Go over the data below line by line, and state how many lines contain the string "grass". Give the number only.

> MATERIAL FOR THIS EXERCISE

※

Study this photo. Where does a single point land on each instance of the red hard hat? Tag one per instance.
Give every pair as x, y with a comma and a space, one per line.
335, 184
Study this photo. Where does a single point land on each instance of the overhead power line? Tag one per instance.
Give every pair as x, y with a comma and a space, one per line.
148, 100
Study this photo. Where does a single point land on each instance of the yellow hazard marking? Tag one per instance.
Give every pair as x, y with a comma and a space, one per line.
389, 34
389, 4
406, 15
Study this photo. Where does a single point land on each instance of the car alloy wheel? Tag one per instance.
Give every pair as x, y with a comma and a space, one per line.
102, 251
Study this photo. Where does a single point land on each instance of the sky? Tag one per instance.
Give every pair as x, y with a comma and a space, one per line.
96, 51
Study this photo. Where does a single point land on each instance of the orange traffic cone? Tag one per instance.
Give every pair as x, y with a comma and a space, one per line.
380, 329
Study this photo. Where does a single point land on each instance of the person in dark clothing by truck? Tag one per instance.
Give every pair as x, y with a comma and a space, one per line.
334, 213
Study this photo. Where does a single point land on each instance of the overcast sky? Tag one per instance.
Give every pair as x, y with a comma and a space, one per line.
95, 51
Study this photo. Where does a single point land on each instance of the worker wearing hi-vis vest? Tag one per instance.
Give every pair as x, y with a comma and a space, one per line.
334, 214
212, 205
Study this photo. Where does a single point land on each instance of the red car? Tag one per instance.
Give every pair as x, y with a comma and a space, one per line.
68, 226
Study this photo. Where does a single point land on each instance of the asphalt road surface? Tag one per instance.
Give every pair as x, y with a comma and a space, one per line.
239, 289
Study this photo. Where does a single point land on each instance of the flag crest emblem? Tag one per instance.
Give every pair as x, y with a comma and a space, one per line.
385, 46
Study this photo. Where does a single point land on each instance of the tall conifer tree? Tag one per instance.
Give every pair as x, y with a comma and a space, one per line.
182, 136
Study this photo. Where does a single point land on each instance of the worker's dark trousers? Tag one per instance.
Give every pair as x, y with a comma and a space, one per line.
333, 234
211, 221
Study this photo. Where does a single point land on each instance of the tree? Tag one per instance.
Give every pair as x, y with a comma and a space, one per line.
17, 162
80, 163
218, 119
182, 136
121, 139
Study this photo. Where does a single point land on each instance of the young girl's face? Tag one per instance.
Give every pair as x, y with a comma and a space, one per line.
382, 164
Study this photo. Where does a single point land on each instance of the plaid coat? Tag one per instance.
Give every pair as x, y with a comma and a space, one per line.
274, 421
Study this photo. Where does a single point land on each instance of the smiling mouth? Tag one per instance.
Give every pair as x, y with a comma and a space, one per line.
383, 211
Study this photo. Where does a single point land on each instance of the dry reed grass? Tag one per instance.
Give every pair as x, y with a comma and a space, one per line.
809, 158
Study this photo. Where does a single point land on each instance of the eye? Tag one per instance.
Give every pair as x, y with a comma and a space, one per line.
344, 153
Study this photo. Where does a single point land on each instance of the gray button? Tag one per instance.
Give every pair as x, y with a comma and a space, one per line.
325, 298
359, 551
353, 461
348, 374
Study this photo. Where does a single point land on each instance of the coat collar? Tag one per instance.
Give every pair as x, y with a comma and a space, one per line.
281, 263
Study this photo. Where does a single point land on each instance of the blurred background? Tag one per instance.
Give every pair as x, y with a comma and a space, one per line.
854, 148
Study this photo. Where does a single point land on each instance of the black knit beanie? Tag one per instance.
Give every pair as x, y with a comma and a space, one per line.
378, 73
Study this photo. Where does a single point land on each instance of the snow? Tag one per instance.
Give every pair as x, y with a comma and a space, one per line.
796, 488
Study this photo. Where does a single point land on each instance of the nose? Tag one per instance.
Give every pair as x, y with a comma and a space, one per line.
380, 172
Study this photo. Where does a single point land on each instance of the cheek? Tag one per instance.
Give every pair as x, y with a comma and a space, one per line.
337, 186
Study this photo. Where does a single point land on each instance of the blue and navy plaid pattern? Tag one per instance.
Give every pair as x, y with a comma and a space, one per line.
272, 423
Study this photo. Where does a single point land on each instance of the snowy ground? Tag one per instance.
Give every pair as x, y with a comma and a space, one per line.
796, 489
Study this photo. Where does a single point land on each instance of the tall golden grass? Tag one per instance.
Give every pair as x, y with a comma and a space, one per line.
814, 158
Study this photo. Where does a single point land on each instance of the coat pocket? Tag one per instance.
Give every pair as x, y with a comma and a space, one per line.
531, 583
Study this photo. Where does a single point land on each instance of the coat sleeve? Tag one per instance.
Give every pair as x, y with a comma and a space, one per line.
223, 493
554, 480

※

> OUTPUT
2